- _EXERCISE_:
Collect every line below that contains the string "suit", and copy each one in full.

<<<<

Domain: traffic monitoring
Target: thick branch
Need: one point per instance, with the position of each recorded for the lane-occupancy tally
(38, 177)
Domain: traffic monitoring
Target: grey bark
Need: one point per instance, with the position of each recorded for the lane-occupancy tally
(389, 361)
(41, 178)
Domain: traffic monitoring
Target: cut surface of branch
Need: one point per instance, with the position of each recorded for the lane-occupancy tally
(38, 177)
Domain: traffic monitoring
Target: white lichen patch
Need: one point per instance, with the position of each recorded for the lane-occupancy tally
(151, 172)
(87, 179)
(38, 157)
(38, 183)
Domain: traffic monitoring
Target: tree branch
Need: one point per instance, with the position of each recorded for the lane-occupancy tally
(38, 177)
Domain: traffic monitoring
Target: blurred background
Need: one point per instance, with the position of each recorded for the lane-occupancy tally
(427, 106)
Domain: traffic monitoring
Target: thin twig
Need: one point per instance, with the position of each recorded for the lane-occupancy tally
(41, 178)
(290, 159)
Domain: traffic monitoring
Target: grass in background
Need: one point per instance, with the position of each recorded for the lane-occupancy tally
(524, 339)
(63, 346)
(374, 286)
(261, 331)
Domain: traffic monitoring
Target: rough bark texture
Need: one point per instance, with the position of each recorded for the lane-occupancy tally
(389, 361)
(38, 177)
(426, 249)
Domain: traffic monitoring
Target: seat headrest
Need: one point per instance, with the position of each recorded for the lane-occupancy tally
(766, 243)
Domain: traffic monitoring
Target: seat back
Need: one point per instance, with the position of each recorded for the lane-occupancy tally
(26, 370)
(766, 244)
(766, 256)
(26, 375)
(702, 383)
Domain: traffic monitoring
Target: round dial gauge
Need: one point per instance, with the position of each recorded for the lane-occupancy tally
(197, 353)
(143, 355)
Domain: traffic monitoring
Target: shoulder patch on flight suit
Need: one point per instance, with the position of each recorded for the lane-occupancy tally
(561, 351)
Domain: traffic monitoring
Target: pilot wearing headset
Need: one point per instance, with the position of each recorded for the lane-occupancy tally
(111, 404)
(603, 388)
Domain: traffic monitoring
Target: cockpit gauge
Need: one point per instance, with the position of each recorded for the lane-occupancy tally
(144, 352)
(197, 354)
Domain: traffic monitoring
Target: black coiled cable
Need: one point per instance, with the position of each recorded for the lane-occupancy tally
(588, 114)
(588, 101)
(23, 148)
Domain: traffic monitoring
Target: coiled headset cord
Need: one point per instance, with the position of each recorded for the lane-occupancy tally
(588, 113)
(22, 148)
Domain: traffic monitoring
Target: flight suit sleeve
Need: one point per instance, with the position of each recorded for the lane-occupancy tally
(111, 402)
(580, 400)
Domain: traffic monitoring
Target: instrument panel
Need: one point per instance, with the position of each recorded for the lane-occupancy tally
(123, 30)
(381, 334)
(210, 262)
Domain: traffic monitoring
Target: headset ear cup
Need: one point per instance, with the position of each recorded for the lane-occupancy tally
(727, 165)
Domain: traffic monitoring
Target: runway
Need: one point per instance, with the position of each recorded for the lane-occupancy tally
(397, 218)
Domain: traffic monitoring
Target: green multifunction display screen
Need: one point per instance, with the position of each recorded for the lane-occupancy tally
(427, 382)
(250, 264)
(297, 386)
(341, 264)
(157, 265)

>>>>

- _EXPECTED ANSWER_:
Target: shoulder patch on flight suit
Target: flight suit sleeve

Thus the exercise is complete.